EXERCISE OBJECTIVE »
Your output should be the lines from the one containing "Query: black pickup truck" through the last line below, both ends included, exactly as written and free of pictures.

[Opening DATASET EXTRACT section]

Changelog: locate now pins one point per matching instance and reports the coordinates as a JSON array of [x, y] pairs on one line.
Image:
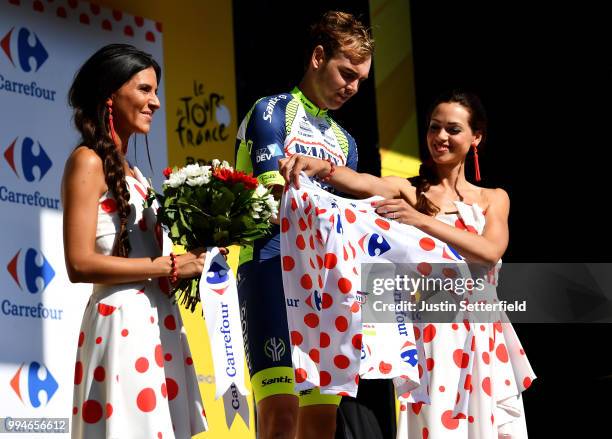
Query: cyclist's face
[[339, 78]]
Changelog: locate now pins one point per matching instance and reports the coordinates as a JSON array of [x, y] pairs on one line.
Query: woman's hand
[[291, 167], [399, 210], [191, 264]]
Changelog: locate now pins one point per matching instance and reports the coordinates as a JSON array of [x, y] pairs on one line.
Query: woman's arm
[[82, 186], [346, 180], [487, 248]]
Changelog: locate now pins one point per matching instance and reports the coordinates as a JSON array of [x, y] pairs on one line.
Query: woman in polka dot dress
[[476, 372], [134, 376]]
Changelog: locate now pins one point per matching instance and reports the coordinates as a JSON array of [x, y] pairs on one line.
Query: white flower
[[176, 179], [193, 171], [260, 191], [205, 170], [198, 181]]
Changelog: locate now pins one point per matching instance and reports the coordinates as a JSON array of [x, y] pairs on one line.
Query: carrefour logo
[[32, 156], [33, 268], [31, 381], [23, 48]]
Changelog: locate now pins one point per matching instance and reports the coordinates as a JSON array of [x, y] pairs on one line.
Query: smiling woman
[[114, 242]]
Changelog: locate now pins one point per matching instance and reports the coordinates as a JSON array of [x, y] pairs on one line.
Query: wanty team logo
[[409, 354], [34, 267], [31, 156], [31, 381], [217, 278], [24, 48]]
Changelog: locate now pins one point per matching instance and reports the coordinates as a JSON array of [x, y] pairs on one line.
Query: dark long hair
[[427, 172], [101, 75]]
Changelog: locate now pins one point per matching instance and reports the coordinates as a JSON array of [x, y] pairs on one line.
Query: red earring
[[476, 165], [109, 106]]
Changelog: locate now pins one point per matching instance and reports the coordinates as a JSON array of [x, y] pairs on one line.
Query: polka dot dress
[[134, 375], [476, 371]]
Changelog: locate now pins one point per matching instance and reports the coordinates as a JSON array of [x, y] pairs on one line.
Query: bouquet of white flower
[[212, 205]]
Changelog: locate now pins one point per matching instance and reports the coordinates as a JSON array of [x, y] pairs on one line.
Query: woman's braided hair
[[101, 75]]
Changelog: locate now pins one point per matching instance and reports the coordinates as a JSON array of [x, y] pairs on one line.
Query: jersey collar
[[308, 105]]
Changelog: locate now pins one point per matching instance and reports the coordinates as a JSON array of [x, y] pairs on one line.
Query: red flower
[[248, 180], [234, 177]]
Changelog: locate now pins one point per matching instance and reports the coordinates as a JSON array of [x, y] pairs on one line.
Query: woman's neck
[[452, 178]]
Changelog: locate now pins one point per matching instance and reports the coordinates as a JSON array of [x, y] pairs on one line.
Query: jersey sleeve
[[261, 138], [352, 156]]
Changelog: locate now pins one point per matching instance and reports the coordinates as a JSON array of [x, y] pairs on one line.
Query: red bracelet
[[331, 170], [174, 269]]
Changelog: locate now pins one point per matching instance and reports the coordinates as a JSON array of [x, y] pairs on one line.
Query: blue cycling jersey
[[279, 126]]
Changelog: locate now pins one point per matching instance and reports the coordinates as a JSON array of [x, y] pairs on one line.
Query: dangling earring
[[109, 106], [476, 165]]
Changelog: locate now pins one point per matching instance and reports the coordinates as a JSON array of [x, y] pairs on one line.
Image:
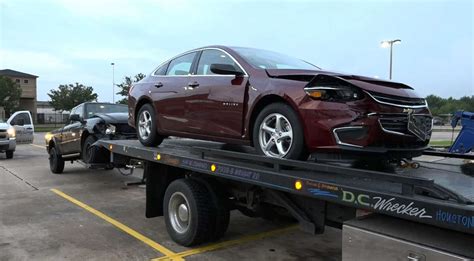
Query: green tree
[[10, 93], [68, 96], [126, 84]]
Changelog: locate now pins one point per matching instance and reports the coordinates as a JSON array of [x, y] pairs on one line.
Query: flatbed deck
[[430, 195]]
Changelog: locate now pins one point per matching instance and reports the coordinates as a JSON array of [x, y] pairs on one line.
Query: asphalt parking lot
[[91, 215]]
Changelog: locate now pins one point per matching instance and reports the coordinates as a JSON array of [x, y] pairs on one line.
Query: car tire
[[196, 225], [56, 162], [147, 131], [88, 154], [296, 149], [9, 154]]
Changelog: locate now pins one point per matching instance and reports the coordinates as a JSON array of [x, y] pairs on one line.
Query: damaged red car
[[282, 106]]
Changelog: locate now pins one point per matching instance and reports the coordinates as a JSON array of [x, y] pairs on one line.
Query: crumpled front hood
[[365, 83], [113, 118]]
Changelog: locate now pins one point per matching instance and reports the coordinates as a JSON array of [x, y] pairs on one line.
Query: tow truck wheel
[[9, 154], [188, 214], [56, 162]]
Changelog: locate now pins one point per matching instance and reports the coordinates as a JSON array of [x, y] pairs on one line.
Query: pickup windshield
[[94, 108]]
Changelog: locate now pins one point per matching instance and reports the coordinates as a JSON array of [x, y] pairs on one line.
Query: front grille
[[400, 123], [396, 124], [397, 100]]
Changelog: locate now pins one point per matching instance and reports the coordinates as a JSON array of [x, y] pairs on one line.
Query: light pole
[[113, 82], [390, 43]]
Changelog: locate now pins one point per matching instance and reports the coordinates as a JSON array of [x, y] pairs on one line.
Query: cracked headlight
[[110, 129], [11, 132]]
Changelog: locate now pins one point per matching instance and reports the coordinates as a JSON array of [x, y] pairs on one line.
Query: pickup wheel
[[146, 127], [9, 154], [188, 215], [56, 162], [278, 133]]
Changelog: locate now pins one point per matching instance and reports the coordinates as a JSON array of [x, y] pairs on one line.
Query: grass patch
[[440, 143]]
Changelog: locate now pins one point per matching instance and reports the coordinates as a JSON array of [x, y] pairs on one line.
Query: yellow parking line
[[229, 243], [170, 255]]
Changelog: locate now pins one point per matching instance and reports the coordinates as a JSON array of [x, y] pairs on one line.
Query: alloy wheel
[[144, 125], [275, 135]]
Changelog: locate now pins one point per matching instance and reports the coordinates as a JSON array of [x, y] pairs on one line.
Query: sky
[[68, 41]]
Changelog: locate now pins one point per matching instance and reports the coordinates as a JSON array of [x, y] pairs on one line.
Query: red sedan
[[283, 106]]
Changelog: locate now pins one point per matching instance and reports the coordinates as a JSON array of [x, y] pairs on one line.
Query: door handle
[[193, 84]]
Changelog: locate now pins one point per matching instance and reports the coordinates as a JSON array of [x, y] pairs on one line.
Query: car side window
[[80, 111], [181, 65], [161, 70], [21, 119], [213, 56], [73, 111]]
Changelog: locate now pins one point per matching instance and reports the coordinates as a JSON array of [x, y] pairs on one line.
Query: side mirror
[[74, 117], [225, 69]]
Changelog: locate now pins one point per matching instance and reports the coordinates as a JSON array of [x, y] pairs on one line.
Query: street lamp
[[386, 44], [113, 82]]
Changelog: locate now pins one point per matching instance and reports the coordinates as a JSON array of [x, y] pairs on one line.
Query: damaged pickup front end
[[361, 116], [111, 126]]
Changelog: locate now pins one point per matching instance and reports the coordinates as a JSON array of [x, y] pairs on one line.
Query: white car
[[18, 128]]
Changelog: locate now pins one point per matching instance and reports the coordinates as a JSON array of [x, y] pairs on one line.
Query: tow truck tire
[[151, 139], [9, 154], [187, 212], [56, 162]]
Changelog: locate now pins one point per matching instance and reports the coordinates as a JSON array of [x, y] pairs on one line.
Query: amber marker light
[[298, 185]]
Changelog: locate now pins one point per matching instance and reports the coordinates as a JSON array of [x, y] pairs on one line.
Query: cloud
[[31, 61], [119, 8]]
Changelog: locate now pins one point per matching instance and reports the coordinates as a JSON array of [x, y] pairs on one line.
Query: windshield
[[263, 59], [93, 108]]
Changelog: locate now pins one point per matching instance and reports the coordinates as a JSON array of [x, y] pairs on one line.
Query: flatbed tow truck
[[418, 214]]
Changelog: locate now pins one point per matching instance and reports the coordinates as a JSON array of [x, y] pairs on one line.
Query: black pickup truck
[[88, 122]]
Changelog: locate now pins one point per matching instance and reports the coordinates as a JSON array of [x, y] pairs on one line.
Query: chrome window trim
[[200, 75], [338, 141], [321, 88], [397, 105]]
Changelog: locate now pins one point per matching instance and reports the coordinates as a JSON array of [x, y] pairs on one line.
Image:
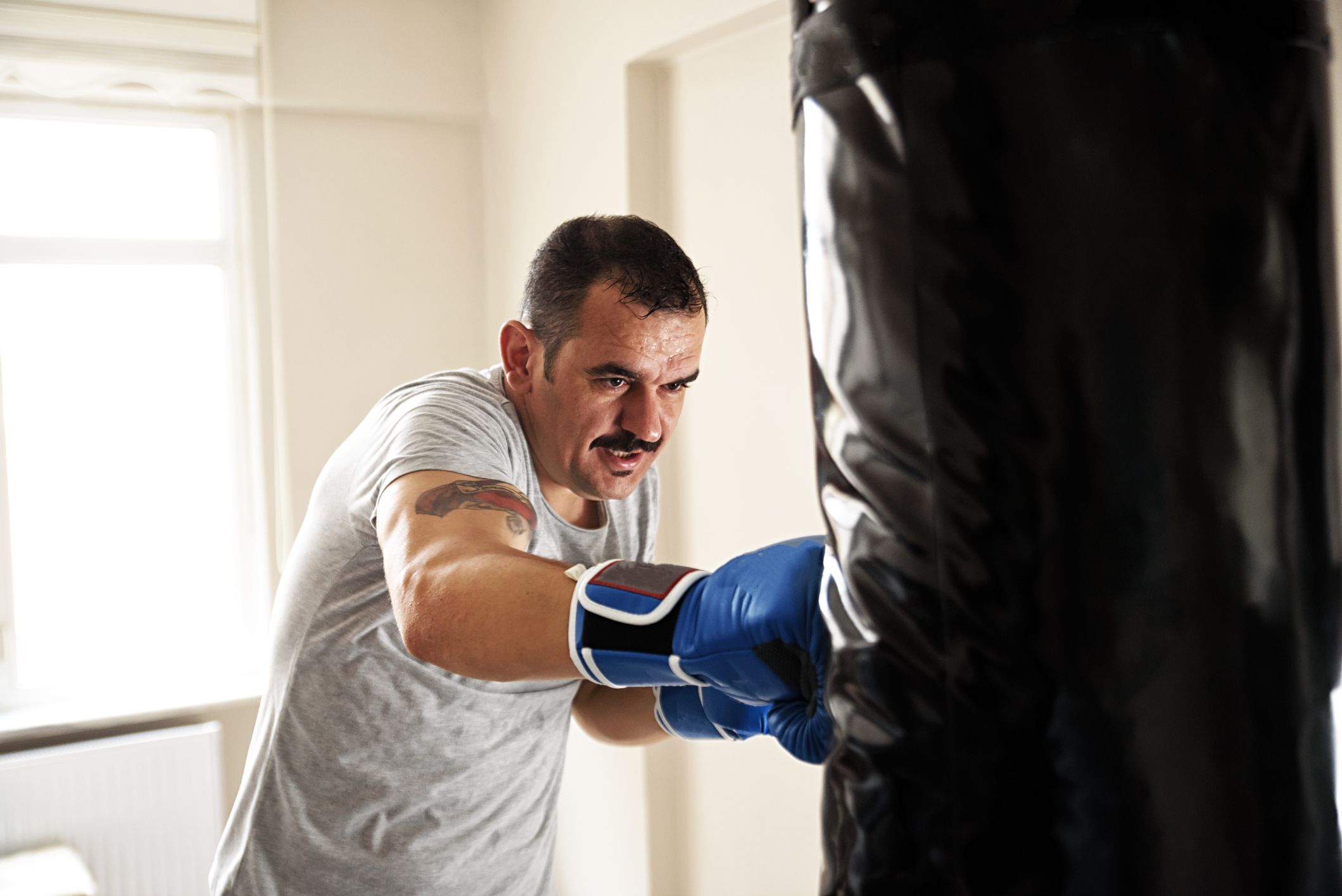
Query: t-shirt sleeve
[[649, 549], [439, 428]]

[Closing DATASET EXTRACT section]

YOUR SOLUTION »
Query: black pickup truck
[[88, 122]]
Changelog: locate now pins one point per matching instance and reports the coordinates as a JSON array of [x, y] pairs on one line.
Query: chrome window trim
[[200, 75], [338, 141], [321, 88], [397, 105]]
Changelog: locate now pins one point per matching instance and reports the coordinates as a JSON array of [x, y] pairs on one line.
Image:
Query: t-shirt sleeve
[[649, 549], [439, 428]]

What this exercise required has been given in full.